Your task » Output the line that contains "Where can the chrome", then every line beneath it through the end of the records, exactly as given and with no other lines.

Given information »
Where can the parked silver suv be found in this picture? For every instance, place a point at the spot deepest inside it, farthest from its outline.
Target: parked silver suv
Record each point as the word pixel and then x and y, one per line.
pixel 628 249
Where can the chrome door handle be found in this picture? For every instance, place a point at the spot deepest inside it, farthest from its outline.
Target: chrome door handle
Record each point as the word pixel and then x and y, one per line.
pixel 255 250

Completed exercise »
Where can the chrome door handle be found in this picture? For every instance, place a point at the spot deepest inside it, farthest from its outline.
Target: chrome door handle
Record each point as the word pixel and then x and y, one per line.
pixel 255 250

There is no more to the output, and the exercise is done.